> _WHAT TO WORK ON_: Edit the stretch of data from the line containing "Can you find the orange" through the end, replacing "Target" with "Label" and changing nothing else. Return only those lines.

> _ENTRIES PROVIDED_:
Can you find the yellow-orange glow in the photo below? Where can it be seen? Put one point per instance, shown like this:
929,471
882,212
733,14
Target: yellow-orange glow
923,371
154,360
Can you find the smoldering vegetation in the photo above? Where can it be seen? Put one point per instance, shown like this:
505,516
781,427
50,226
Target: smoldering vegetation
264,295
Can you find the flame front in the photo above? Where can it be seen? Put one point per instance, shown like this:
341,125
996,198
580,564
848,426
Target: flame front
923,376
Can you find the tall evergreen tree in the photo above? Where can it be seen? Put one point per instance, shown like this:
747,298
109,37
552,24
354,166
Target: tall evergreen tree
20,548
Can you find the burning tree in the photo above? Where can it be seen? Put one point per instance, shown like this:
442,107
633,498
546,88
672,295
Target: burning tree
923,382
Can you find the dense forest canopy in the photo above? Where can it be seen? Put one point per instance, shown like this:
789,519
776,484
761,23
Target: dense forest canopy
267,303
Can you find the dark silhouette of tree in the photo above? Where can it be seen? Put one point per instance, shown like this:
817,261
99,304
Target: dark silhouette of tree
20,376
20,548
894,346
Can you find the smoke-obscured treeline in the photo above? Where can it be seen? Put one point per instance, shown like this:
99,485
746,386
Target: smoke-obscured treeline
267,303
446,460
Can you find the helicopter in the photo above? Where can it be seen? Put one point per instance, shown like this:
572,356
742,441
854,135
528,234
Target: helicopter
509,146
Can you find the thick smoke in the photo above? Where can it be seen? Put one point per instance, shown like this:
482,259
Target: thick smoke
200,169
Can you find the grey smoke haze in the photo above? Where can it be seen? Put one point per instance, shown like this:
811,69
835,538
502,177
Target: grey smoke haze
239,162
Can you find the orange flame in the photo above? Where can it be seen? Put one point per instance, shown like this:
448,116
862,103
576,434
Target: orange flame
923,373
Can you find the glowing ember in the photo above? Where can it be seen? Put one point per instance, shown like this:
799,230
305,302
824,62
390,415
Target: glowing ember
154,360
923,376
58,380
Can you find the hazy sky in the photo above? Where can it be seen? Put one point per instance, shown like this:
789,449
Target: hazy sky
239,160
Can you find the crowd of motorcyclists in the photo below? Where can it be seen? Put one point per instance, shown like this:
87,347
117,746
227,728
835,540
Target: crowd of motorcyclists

> _ANSWER TO THE EXERCISE_:
Can you find the orange flame in the photo above? Where can it be seen? Put one point per instance, shown like this:
448,116
862,103
576,434
Label: orange flame
923,373
Can you find the glowing ember in the photo above? Where can it be seen? Put one point per instance, shown like this:
799,230
305,302
824,62
390,415
Label: glowing ember
154,360
923,376
58,380
Can you find the hazy sky in the photo above? Where can it be seen? Put one point per instance, shown like this:
789,449
Label: hazy sky
239,160
Can you find the crowd of motorcyclists in the photo below? Where can it be seen? Put one point per instance, shown like this:
87,347
117,746
227,728
835,540
Label: crowd of motorcyclists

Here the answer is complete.